• Texto do exercício:
#####
Desde criança fui pastor, matei cordeiros, porcos e vacas, montei móveis, entreguei roupas, fui vendedor ambulante, servi à mesa e ao balcão. Limpei chãos, comi com as mãos, bebi do chão e nunca tive vergonha. Na aldeia é assim, somos o que somos porque somos assim. Cresci numa aldeia que pouco mais tinha que gente, trabalho e gente trabalhadora. Cresci rodeado de aldeias sem saneamento básico, sem água, sem luz, sem estradas e com uma oferta de trabalho árduo e feroz. Cresci numa aldeia com valores, com gente que se olha nos olhos, com gente solidária, com amigos de todos os níveis, com família ali ao lado. Cresci com amigos que estudaram e com outros que trabalharam. Os que estudaram, muitos à custa de apoios do Governo, agora estão desempregados e a queixarem-se de tudo. Os que sempre trabalharam lá continuam a sua caminhada, a produzir para o País e a pouco se fazerem ouvir, apesar de terem contribuído para o apoio dos que estudaram e a nada receberem por produzir. Cresci a ouvir dizer que éramos um País em Vias de Desenvolvimento e ... de repente éramos já um País Desenvolvido, que depois de entrarmos para a União Europeia o dinheiro tinha chegado a "rodos" e que passamos de pobretanas a ricos "fartazanas". Cresci assim, sem nada e com tudo. E agora, o que temos nós?

1.       Um país com duas imagens.
               A de Lisboa: cidade grandiosa, moderna, com tudo e mais alguma coisa, o lugar onde tudo se decide e onde tudo se divide, cidade com passado, presente e futuro.
     E a do interior do país, território desertificado, envelhecido, abandonado, improdutivo, esquecido, pisado.

1.       Um país de vícios.
                Esqueceram-se os valores, sobrepuseram-se os doutores.
     Não interessa a tua história, interessa o lugar que ocupas.
    Não interessa o que defendes, interessa o que prometes.
    Não interessa como chegaste lá, mas sim o que representas lá.
     Não interessa o quanto produziste, interessa o que conseguiste.
#####
• Registos fornecidos:
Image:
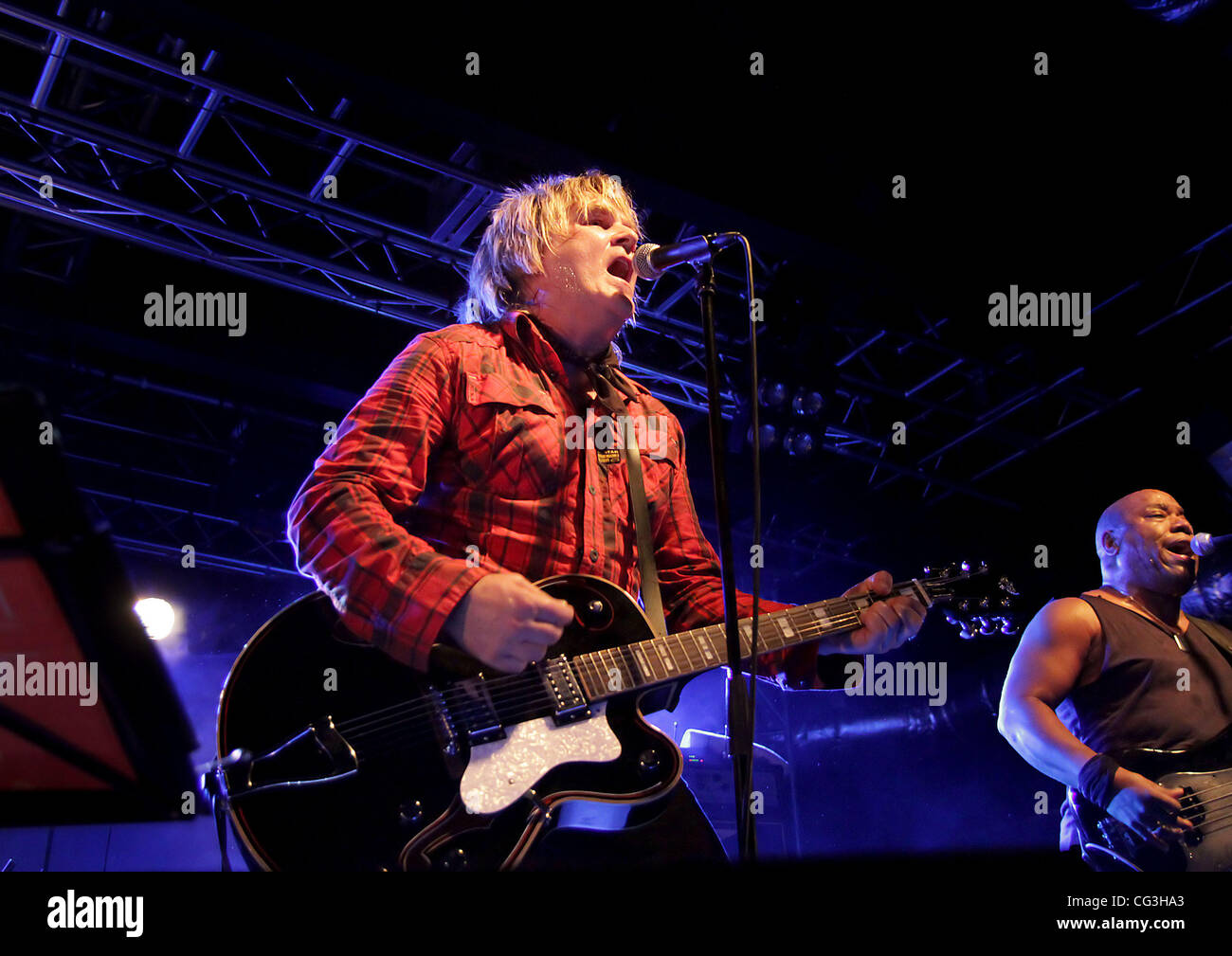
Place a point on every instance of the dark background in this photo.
(1054, 183)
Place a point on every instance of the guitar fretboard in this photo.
(658, 659)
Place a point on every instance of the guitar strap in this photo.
(651, 596)
(1214, 636)
(610, 384)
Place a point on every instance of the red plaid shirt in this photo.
(456, 464)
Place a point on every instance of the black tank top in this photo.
(1137, 701)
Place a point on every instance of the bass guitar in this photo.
(1205, 774)
(343, 759)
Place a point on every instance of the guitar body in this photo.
(333, 757)
(358, 763)
(1205, 772)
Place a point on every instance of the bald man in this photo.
(1103, 672)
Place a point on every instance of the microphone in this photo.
(1203, 545)
(652, 261)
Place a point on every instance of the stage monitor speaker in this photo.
(90, 726)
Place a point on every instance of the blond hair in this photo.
(529, 222)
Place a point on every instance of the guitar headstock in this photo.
(973, 600)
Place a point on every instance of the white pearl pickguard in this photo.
(501, 771)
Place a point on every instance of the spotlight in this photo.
(772, 393)
(799, 442)
(769, 436)
(156, 615)
(807, 403)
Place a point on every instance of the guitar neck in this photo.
(661, 659)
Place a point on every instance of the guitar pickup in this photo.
(568, 702)
(477, 712)
(443, 723)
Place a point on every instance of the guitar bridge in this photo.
(318, 754)
(568, 702)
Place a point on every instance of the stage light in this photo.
(156, 616)
(807, 402)
(799, 442)
(769, 436)
(772, 394)
(1170, 10)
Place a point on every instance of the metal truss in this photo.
(121, 143)
(99, 138)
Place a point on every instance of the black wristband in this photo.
(1096, 780)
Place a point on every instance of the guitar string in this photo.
(1202, 806)
(833, 623)
(390, 735)
(368, 732)
(533, 682)
(534, 690)
(849, 619)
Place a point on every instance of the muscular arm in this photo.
(1045, 668)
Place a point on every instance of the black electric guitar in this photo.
(349, 760)
(1205, 774)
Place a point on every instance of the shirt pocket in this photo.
(524, 436)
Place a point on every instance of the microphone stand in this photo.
(739, 717)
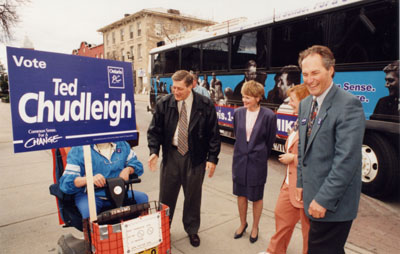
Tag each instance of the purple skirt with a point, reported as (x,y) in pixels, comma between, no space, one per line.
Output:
(252,193)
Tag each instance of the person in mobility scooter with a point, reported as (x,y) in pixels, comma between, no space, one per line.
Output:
(109,160)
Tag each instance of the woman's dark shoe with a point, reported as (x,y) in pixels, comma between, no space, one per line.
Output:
(254,239)
(237,236)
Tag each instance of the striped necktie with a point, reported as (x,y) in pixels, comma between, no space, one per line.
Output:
(311,117)
(183,131)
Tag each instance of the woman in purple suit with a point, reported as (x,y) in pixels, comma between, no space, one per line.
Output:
(255,131)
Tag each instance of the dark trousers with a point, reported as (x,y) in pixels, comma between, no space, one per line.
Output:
(328,237)
(175,173)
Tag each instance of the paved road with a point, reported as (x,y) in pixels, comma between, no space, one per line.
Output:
(28,218)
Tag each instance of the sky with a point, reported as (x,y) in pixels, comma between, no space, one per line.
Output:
(61,25)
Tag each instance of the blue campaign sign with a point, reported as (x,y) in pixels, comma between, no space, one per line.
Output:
(60,100)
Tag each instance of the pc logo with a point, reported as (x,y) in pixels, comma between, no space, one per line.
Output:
(115,77)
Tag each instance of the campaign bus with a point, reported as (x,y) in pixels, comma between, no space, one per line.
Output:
(364,37)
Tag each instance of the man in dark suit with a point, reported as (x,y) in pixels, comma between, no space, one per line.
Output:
(329,167)
(185,125)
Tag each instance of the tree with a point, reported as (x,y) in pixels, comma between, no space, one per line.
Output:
(8,17)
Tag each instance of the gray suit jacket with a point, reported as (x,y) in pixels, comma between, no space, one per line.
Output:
(329,168)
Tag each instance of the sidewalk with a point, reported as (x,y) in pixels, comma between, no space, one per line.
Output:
(28,213)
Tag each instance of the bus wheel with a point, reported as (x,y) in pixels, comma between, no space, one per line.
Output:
(379,165)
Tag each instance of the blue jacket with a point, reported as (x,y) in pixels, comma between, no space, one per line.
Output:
(250,160)
(329,167)
(122,157)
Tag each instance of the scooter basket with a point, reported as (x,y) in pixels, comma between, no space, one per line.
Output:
(107,232)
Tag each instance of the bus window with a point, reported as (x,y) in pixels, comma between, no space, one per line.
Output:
(290,39)
(171,61)
(215,55)
(249,46)
(157,63)
(357,32)
(191,57)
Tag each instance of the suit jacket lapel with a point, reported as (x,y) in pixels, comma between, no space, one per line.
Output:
(295,138)
(306,107)
(323,112)
(194,114)
(256,130)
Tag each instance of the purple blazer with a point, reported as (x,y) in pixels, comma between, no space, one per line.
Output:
(250,159)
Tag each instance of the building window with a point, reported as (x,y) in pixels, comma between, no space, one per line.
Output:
(182,28)
(132,52)
(122,34)
(158,29)
(131,31)
(139,25)
(139,51)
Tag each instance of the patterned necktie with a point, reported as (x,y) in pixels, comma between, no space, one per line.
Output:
(183,131)
(311,117)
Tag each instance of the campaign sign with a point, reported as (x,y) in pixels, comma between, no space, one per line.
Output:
(60,100)
(225,115)
(285,122)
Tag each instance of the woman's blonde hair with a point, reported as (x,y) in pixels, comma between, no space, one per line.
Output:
(253,88)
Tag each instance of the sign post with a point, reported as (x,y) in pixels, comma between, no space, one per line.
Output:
(60,100)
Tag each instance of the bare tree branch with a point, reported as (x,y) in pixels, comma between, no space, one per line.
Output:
(9,17)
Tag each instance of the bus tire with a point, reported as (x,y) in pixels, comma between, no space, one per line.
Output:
(379,166)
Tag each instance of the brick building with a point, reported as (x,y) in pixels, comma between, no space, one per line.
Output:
(131,38)
(89,50)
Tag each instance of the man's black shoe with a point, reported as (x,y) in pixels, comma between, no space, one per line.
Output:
(194,240)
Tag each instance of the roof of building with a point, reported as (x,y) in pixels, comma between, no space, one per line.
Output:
(169,13)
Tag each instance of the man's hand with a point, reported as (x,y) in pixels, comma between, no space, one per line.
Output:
(153,162)
(316,210)
(124,174)
(99,180)
(211,167)
(286,158)
(299,194)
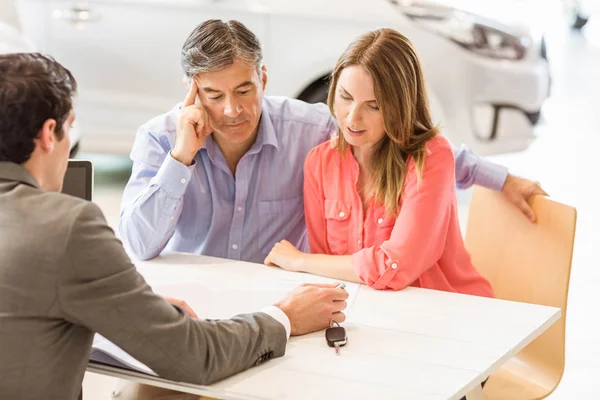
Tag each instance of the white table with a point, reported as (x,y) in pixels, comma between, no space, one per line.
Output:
(413,344)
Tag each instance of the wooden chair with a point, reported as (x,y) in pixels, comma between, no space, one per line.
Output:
(529,263)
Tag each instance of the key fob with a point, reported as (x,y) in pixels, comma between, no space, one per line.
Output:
(336,334)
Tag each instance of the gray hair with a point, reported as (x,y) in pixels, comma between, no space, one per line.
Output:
(214,45)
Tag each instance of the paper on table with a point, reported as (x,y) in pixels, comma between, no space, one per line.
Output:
(208,303)
(106,352)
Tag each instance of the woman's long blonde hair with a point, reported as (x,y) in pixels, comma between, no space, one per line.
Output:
(400,92)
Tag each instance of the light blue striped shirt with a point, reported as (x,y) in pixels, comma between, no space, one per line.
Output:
(204,209)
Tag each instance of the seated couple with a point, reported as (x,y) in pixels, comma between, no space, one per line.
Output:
(364,191)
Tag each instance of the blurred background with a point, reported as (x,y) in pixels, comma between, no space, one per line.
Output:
(517,81)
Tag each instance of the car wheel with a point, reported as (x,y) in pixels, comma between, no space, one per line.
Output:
(579,22)
(316,92)
(74,151)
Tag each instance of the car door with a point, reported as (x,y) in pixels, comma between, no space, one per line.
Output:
(125,57)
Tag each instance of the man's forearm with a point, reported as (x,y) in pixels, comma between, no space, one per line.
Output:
(470,169)
(150,214)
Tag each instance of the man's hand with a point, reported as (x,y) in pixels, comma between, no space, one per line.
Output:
(183,305)
(518,191)
(311,307)
(285,256)
(192,128)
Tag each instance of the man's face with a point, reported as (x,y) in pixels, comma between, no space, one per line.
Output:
(232,98)
(59,156)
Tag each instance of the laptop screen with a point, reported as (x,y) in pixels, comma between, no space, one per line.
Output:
(79,180)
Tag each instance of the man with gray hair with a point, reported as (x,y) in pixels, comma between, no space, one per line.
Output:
(222,173)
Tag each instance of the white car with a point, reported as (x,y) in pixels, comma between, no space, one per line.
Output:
(579,11)
(12,41)
(487,78)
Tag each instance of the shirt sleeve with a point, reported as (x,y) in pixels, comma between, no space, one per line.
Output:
(314,199)
(153,197)
(419,235)
(474,170)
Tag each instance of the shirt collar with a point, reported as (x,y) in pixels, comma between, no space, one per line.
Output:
(14,172)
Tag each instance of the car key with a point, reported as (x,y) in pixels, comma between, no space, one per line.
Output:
(335,336)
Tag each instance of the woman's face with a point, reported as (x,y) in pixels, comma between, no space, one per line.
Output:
(358,115)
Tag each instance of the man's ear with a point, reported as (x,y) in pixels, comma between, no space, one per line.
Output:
(264,77)
(186,82)
(46,139)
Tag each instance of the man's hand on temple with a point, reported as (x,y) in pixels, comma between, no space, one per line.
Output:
(519,190)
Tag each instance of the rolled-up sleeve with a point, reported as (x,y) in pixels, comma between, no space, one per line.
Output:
(152,199)
(419,235)
(314,203)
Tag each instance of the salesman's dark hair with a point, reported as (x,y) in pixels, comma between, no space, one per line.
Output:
(33,89)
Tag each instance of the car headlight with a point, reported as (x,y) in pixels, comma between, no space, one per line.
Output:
(477,34)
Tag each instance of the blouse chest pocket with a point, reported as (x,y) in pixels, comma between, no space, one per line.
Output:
(337,220)
(383,225)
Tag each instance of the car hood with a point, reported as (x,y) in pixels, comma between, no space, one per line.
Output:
(519,17)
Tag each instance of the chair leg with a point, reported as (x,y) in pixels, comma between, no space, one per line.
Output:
(476,394)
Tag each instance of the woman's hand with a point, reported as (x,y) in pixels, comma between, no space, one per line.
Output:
(286,256)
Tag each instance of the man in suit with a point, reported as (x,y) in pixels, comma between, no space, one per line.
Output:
(64,275)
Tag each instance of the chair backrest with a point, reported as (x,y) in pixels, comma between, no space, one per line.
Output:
(526,262)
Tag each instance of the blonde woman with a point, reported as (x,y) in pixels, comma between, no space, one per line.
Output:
(380,200)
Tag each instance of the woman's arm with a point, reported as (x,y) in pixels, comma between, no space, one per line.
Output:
(418,238)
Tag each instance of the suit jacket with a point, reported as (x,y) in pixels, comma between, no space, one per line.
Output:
(64,276)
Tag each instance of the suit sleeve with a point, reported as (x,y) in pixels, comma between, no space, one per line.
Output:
#####
• Trabalho pedido:
• 1. Transcreva do texto do exercício o trecho que vai de "Não interessa a" até "que representas lá.", inclusive.
• 2. Passe para inglês a seguinte frase do texto do exercício: "Cresci numa aldeia que pouco mais tinha que gente, trabalho e gente trabalhadora."

• Soluções por tarefa:
• 1.
Não interessa a tua história, interessa o lugar que ocupas.
    Não interessa o que defendes, interessa o que prometes.
    Não interessa como chegaste lá, mas sim o que representas lá.

• 2. I grew up in a village that had little more than people, work and hard-working people.